━━━ Extracted information ━━━

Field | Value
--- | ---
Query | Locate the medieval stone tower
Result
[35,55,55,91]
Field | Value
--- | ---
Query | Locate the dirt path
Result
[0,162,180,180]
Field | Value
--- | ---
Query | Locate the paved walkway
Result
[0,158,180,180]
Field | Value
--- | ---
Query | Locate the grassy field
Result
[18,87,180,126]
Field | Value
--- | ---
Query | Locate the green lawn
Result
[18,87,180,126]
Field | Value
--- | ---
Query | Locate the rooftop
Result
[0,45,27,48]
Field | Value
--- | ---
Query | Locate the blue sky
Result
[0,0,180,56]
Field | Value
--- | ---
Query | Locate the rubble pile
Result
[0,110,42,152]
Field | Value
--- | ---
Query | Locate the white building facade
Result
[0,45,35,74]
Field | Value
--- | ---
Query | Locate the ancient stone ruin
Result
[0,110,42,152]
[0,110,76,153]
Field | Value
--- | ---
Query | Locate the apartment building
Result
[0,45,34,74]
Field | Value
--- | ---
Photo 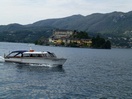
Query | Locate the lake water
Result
[0,43,132,99]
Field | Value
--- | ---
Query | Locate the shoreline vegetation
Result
[35,30,111,49]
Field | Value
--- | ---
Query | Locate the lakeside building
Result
[49,30,92,47]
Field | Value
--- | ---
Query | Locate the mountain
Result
[0,11,132,42]
[32,12,132,34]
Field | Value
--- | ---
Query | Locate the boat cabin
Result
[5,50,56,58]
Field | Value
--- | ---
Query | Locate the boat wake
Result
[28,64,52,67]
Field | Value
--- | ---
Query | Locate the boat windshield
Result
[6,51,26,57]
[23,52,56,58]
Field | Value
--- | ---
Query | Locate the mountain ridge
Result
[0,11,132,45]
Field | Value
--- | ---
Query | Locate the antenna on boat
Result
[29,45,34,52]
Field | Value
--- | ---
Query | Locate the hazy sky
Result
[0,0,132,25]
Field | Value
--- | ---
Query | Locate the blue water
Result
[0,43,132,99]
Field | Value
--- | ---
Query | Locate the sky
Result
[0,0,132,25]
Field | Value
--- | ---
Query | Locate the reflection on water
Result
[16,64,65,72]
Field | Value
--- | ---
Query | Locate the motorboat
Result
[4,50,67,67]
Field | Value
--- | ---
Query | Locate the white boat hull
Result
[5,57,66,67]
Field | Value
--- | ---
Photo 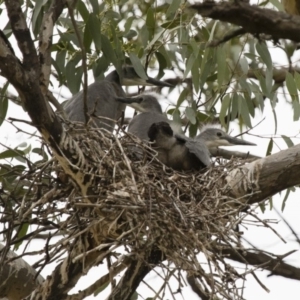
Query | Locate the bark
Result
[0,244,44,300]
[226,145,300,204]
[191,1,300,42]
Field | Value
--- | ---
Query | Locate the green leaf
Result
[217,46,228,87]
[230,93,239,121]
[0,149,25,159]
[176,89,189,108]
[155,52,168,78]
[285,73,299,102]
[130,292,139,300]
[14,223,29,251]
[160,18,181,30]
[281,135,294,148]
[166,0,181,18]
[146,27,165,50]
[219,95,231,127]
[292,101,300,121]
[269,0,284,12]
[200,58,214,89]
[146,7,156,39]
[32,0,47,33]
[101,34,118,66]
[66,59,80,95]
[238,95,252,128]
[83,18,92,52]
[266,138,273,156]
[183,53,197,80]
[88,13,101,50]
[129,52,148,79]
[281,188,291,211]
[185,107,196,124]
[89,0,100,15]
[124,16,134,34]
[77,0,89,23]
[239,54,249,75]
[254,70,268,96]
[256,42,273,71]
[294,72,300,90]
[0,81,9,125]
[191,53,200,93]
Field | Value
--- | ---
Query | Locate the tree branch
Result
[0,244,44,300]
[215,247,300,280]
[226,145,300,204]
[39,0,66,95]
[190,1,300,42]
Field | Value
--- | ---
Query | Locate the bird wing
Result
[175,134,211,166]
[128,112,168,141]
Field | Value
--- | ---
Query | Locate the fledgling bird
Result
[64,66,172,132]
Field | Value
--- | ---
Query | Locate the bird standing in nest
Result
[64,66,172,132]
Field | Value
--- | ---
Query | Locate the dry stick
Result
[66,264,126,300]
[250,213,286,244]
[115,136,144,203]
[273,206,300,244]
[251,272,270,293]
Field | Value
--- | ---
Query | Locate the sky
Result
[0,78,300,300]
[0,3,300,300]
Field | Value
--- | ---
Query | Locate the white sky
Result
[0,1,300,300]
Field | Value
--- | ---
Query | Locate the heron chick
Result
[148,122,255,171]
[117,93,182,141]
[65,66,172,132]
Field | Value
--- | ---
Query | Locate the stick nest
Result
[3,123,253,299]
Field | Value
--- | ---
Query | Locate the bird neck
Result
[105,70,121,85]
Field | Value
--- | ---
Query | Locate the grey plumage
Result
[118,94,181,140]
[148,122,211,171]
[65,66,172,131]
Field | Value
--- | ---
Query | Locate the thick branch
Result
[226,145,300,204]
[216,248,300,280]
[107,249,164,300]
[0,244,44,300]
[5,0,40,73]
[39,0,66,94]
[191,1,300,42]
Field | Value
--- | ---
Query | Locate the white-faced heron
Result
[65,66,172,131]
[117,94,181,140]
[148,122,255,170]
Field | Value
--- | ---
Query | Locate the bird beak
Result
[146,77,174,87]
[116,97,143,104]
[222,135,256,146]
[116,97,145,112]
[122,77,174,87]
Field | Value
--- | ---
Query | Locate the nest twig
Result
[1,123,268,299]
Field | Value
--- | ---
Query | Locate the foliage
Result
[0,0,300,297]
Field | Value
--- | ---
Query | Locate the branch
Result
[190,1,300,42]
[0,244,44,300]
[107,249,164,300]
[226,145,300,204]
[215,247,300,280]
[5,0,40,73]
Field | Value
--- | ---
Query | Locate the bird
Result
[148,122,256,171]
[148,122,211,171]
[281,0,300,16]
[117,93,182,141]
[64,66,173,132]
[195,124,256,149]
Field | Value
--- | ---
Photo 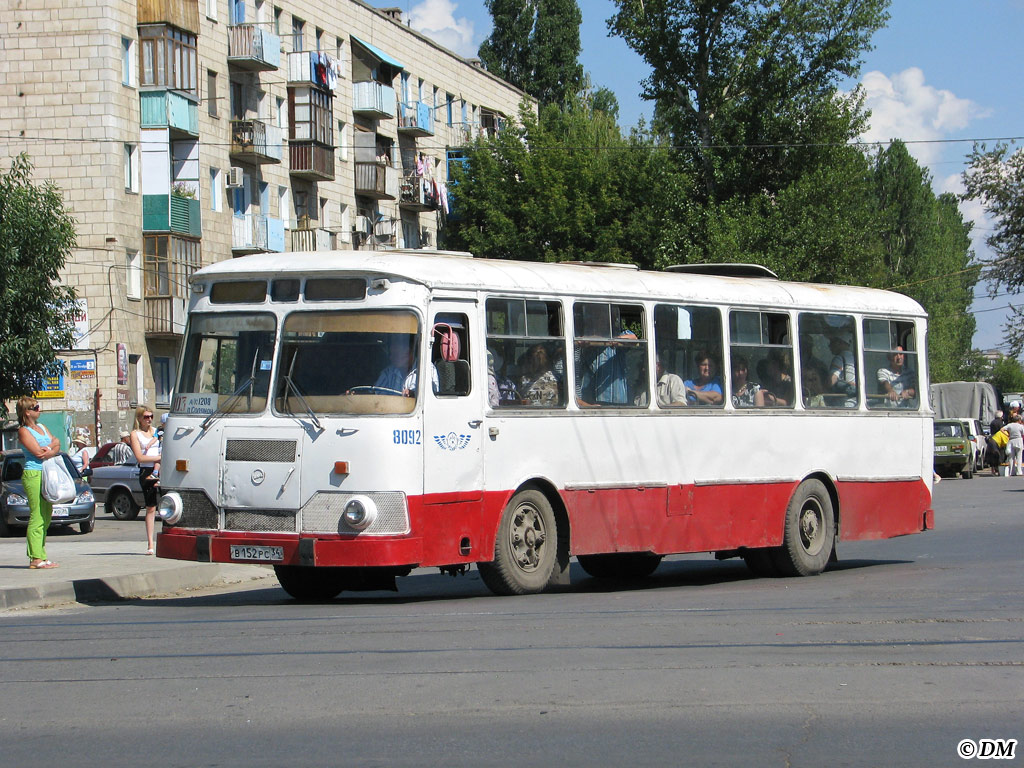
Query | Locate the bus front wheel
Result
[477,489,558,595]
[774,480,836,575]
[273,565,346,600]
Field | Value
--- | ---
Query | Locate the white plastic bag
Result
[42,456,77,504]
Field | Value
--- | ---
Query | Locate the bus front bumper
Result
[157,531,423,567]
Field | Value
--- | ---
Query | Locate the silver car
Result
[0,451,96,537]
[89,457,145,520]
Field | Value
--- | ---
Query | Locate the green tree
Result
[530,0,583,104]
[964,143,1024,355]
[608,0,889,203]
[988,356,1024,392]
[445,96,667,266]
[874,141,979,382]
[479,0,537,93]
[0,155,76,413]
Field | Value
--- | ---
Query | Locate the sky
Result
[371,0,1024,349]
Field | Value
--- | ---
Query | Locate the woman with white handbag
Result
[17,395,60,569]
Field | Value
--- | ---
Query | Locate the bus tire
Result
[273,565,347,601]
[741,548,782,579]
[477,489,558,595]
[774,480,836,575]
[577,552,662,581]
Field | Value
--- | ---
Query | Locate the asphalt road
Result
[0,477,1024,768]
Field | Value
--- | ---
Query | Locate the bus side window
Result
[430,312,471,397]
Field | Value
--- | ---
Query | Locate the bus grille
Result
[224,440,296,462]
[224,509,295,534]
[302,490,409,536]
[177,488,220,529]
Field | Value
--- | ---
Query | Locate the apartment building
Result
[0,0,524,444]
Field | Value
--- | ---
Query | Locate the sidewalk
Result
[0,536,273,610]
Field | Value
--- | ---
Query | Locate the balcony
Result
[398,101,434,136]
[231,213,285,256]
[230,120,283,165]
[138,91,199,136]
[292,229,335,251]
[142,195,203,238]
[227,24,281,72]
[355,163,398,200]
[288,139,334,181]
[398,173,438,211]
[144,296,186,338]
[352,80,395,120]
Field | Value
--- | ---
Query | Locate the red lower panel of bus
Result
[157,480,934,566]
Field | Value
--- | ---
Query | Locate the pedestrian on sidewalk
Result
[16,395,60,569]
[131,406,160,555]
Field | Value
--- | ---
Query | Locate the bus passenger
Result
[732,354,765,408]
[878,347,918,408]
[683,350,724,406]
[519,344,560,407]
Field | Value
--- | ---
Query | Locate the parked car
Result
[934,419,974,480]
[961,419,986,472]
[89,456,145,520]
[0,451,96,537]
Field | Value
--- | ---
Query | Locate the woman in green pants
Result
[17,395,60,568]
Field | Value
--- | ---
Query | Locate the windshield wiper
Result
[282,349,324,432]
[199,347,259,432]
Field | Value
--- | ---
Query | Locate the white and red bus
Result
[157,251,934,598]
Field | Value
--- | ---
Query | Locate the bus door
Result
[423,299,487,503]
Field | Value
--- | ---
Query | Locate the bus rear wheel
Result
[477,489,558,595]
[273,565,348,601]
[577,552,662,581]
[774,480,836,575]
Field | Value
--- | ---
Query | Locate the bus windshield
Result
[172,312,278,414]
[273,310,420,414]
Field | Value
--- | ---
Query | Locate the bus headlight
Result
[341,496,377,530]
[157,490,184,525]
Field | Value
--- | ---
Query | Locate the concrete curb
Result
[0,563,273,610]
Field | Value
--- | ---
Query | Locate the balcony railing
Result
[292,229,335,251]
[398,101,434,136]
[355,163,398,200]
[398,173,438,211]
[138,91,199,136]
[231,213,285,254]
[142,195,203,238]
[231,120,283,164]
[227,24,281,72]
[352,80,395,119]
[288,139,334,181]
[144,296,185,336]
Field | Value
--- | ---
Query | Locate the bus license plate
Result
[231,544,285,562]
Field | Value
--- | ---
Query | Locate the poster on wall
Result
[117,344,128,387]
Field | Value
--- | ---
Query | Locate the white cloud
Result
[861,67,987,166]
[409,0,479,57]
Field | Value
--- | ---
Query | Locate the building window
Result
[288,88,334,146]
[153,357,174,408]
[210,168,224,211]
[206,70,217,118]
[121,37,135,86]
[138,25,199,97]
[125,143,138,193]
[125,251,142,301]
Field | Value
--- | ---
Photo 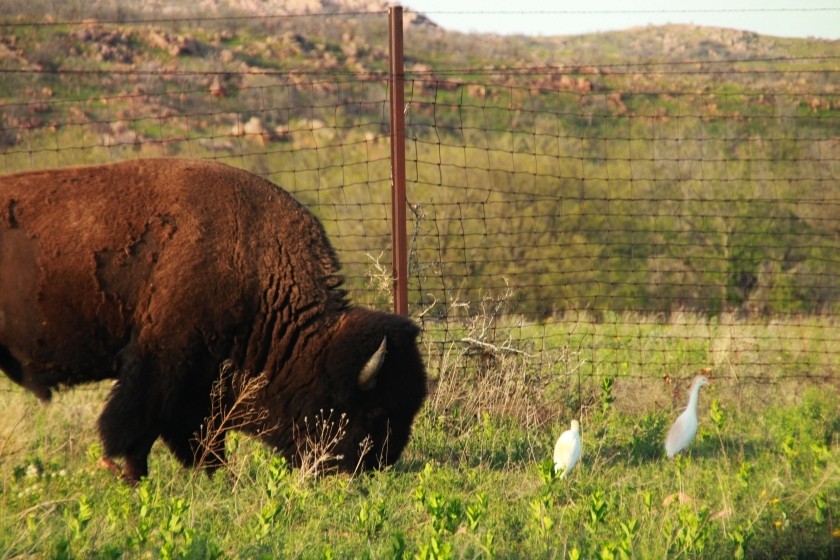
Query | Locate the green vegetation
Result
[0,7,840,559]
[0,4,840,319]
[0,317,840,559]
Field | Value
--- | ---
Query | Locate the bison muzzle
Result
[0,159,426,481]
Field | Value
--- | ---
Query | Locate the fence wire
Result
[0,14,840,406]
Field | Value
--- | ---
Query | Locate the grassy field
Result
[0,318,840,559]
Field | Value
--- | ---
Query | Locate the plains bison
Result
[0,159,426,481]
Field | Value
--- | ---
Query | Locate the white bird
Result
[554,420,581,478]
[665,375,709,459]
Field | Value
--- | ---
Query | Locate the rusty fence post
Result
[388,6,408,315]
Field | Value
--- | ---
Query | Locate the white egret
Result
[554,420,581,478]
[665,375,709,459]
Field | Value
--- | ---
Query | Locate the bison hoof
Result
[99,456,122,476]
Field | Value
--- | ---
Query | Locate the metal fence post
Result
[388,6,408,315]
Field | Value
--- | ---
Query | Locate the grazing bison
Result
[0,159,426,481]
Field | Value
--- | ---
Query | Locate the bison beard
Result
[0,159,426,480]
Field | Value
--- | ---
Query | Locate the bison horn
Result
[359,336,388,391]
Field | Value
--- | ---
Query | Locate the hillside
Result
[0,0,840,317]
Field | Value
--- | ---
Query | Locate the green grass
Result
[0,316,840,558]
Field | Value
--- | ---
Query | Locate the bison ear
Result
[359,336,388,391]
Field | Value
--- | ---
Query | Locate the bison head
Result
[256,308,426,472]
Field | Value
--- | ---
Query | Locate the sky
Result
[395,0,840,39]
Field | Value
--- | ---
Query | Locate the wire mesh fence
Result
[0,7,840,407]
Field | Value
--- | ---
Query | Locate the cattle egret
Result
[665,375,709,459]
[554,420,581,478]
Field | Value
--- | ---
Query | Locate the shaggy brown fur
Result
[0,159,426,480]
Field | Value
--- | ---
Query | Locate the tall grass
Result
[0,312,840,558]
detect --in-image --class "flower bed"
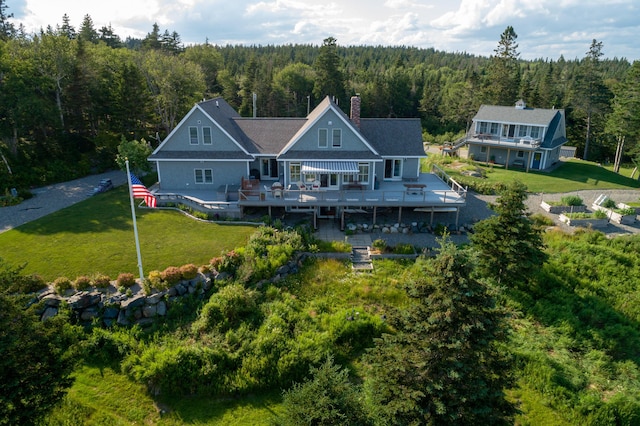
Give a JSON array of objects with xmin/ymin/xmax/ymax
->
[{"xmin": 540, "ymin": 201, "xmax": 587, "ymax": 214}]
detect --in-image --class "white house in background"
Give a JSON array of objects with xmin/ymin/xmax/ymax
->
[{"xmin": 465, "ymin": 100, "xmax": 567, "ymax": 171}]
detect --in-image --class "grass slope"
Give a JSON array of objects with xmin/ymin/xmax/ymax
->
[{"xmin": 0, "ymin": 188, "xmax": 255, "ymax": 281}]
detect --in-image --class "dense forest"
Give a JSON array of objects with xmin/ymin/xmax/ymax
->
[{"xmin": 0, "ymin": 1, "xmax": 638, "ymax": 191}]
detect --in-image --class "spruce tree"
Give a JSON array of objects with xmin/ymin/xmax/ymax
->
[
  {"xmin": 470, "ymin": 181, "xmax": 546, "ymax": 283},
  {"xmin": 365, "ymin": 240, "xmax": 513, "ymax": 425}
]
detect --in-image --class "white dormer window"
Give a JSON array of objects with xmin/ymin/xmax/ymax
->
[
  {"xmin": 189, "ymin": 126, "xmax": 198, "ymax": 145},
  {"xmin": 331, "ymin": 129, "xmax": 342, "ymax": 148},
  {"xmin": 318, "ymin": 129, "xmax": 329, "ymax": 148},
  {"xmin": 202, "ymin": 127, "xmax": 213, "ymax": 145}
]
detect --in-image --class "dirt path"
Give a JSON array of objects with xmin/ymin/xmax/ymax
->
[{"xmin": 0, "ymin": 170, "xmax": 127, "ymax": 233}]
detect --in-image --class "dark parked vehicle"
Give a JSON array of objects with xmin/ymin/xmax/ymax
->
[{"xmin": 92, "ymin": 179, "xmax": 113, "ymax": 195}]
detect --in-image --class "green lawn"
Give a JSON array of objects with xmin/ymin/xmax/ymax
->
[
  {"xmin": 429, "ymin": 156, "xmax": 640, "ymax": 193},
  {"xmin": 0, "ymin": 187, "xmax": 255, "ymax": 281}
]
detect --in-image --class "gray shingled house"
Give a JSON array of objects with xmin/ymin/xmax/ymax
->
[
  {"xmin": 464, "ymin": 100, "xmax": 567, "ymax": 171},
  {"xmin": 149, "ymin": 96, "xmax": 466, "ymax": 228}
]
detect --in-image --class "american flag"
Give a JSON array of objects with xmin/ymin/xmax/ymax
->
[{"xmin": 131, "ymin": 173, "xmax": 156, "ymax": 207}]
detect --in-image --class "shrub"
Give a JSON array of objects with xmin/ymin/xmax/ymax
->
[
  {"xmin": 147, "ymin": 270, "xmax": 162, "ymax": 289},
  {"xmin": 180, "ymin": 263, "xmax": 198, "ymax": 280},
  {"xmin": 371, "ymin": 238, "xmax": 387, "ymax": 251},
  {"xmin": 393, "ymin": 244, "xmax": 415, "ymax": 254},
  {"xmin": 162, "ymin": 266, "xmax": 182, "ymax": 285},
  {"xmin": 73, "ymin": 275, "xmax": 91, "ymax": 290},
  {"xmin": 192, "ymin": 284, "xmax": 258, "ymax": 333},
  {"xmin": 93, "ymin": 274, "xmax": 111, "ymax": 287},
  {"xmin": 560, "ymin": 195, "xmax": 583, "ymax": 206},
  {"xmin": 53, "ymin": 277, "xmax": 73, "ymax": 294},
  {"xmin": 116, "ymin": 272, "xmax": 136, "ymax": 288}
]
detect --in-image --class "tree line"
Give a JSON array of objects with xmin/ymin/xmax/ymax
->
[{"xmin": 0, "ymin": 4, "xmax": 640, "ymax": 190}]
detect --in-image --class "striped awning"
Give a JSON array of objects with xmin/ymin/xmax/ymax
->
[{"xmin": 301, "ymin": 161, "xmax": 358, "ymax": 175}]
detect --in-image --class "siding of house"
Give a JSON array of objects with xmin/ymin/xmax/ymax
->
[
  {"xmin": 159, "ymin": 161, "xmax": 248, "ymax": 191},
  {"xmin": 163, "ymin": 109, "xmax": 246, "ymax": 152}
]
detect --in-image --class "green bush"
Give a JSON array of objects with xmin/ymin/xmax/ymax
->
[
  {"xmin": 73, "ymin": 275, "xmax": 91, "ymax": 290},
  {"xmin": 560, "ymin": 195, "xmax": 583, "ymax": 206},
  {"xmin": 147, "ymin": 270, "xmax": 163, "ymax": 290},
  {"xmin": 93, "ymin": 274, "xmax": 111, "ymax": 288},
  {"xmin": 371, "ymin": 238, "xmax": 387, "ymax": 251},
  {"xmin": 162, "ymin": 266, "xmax": 182, "ymax": 286},
  {"xmin": 116, "ymin": 272, "xmax": 136, "ymax": 288},
  {"xmin": 393, "ymin": 244, "xmax": 416, "ymax": 254},
  {"xmin": 180, "ymin": 263, "xmax": 198, "ymax": 280},
  {"xmin": 53, "ymin": 277, "xmax": 73, "ymax": 294},
  {"xmin": 192, "ymin": 284, "xmax": 259, "ymax": 333}
]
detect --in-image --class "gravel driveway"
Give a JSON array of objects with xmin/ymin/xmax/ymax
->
[
  {"xmin": 0, "ymin": 170, "xmax": 640, "ymax": 246},
  {"xmin": 0, "ymin": 170, "xmax": 127, "ymax": 233}
]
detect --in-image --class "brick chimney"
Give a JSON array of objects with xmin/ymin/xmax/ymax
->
[{"xmin": 351, "ymin": 95, "xmax": 360, "ymax": 129}]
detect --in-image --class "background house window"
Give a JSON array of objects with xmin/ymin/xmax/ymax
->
[
  {"xmin": 289, "ymin": 163, "xmax": 300, "ymax": 183},
  {"xmin": 189, "ymin": 126, "xmax": 198, "ymax": 145},
  {"xmin": 530, "ymin": 126, "xmax": 541, "ymax": 139},
  {"xmin": 358, "ymin": 163, "xmax": 369, "ymax": 184},
  {"xmin": 318, "ymin": 129, "xmax": 329, "ymax": 148},
  {"xmin": 331, "ymin": 129, "xmax": 342, "ymax": 148},
  {"xmin": 202, "ymin": 127, "xmax": 213, "ymax": 145},
  {"xmin": 194, "ymin": 169, "xmax": 213, "ymax": 183}
]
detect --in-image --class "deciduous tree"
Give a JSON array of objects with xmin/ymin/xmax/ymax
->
[{"xmin": 0, "ymin": 294, "xmax": 73, "ymax": 425}]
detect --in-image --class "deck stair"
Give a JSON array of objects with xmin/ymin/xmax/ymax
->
[{"xmin": 351, "ymin": 246, "xmax": 373, "ymax": 272}]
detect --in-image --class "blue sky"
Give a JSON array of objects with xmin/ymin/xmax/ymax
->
[{"xmin": 5, "ymin": 0, "xmax": 640, "ymax": 61}]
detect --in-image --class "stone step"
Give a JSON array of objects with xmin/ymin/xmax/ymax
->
[{"xmin": 351, "ymin": 246, "xmax": 373, "ymax": 271}]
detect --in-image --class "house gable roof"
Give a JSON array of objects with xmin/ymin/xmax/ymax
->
[
  {"xmin": 473, "ymin": 105, "xmax": 562, "ymax": 127},
  {"xmin": 280, "ymin": 96, "xmax": 378, "ymax": 156},
  {"xmin": 360, "ymin": 118, "xmax": 426, "ymax": 157}
]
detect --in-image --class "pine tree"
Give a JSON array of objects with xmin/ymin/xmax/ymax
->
[
  {"xmin": 486, "ymin": 26, "xmax": 520, "ymax": 106},
  {"xmin": 365, "ymin": 239, "xmax": 513, "ymax": 425},
  {"xmin": 470, "ymin": 181, "xmax": 546, "ymax": 283},
  {"xmin": 313, "ymin": 37, "xmax": 347, "ymax": 108}
]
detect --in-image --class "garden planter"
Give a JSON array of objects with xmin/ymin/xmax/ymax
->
[
  {"xmin": 559, "ymin": 214, "xmax": 609, "ymax": 228},
  {"xmin": 540, "ymin": 201, "xmax": 587, "ymax": 214}
]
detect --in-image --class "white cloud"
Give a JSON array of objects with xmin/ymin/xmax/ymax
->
[{"xmin": 8, "ymin": 0, "xmax": 640, "ymax": 60}]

━━━

Gather every line of the material above that contains the word "heron", and copy each line in full.

Solution for this problem:
Query | Locate the heron chick
Query | Locate the white-faced heron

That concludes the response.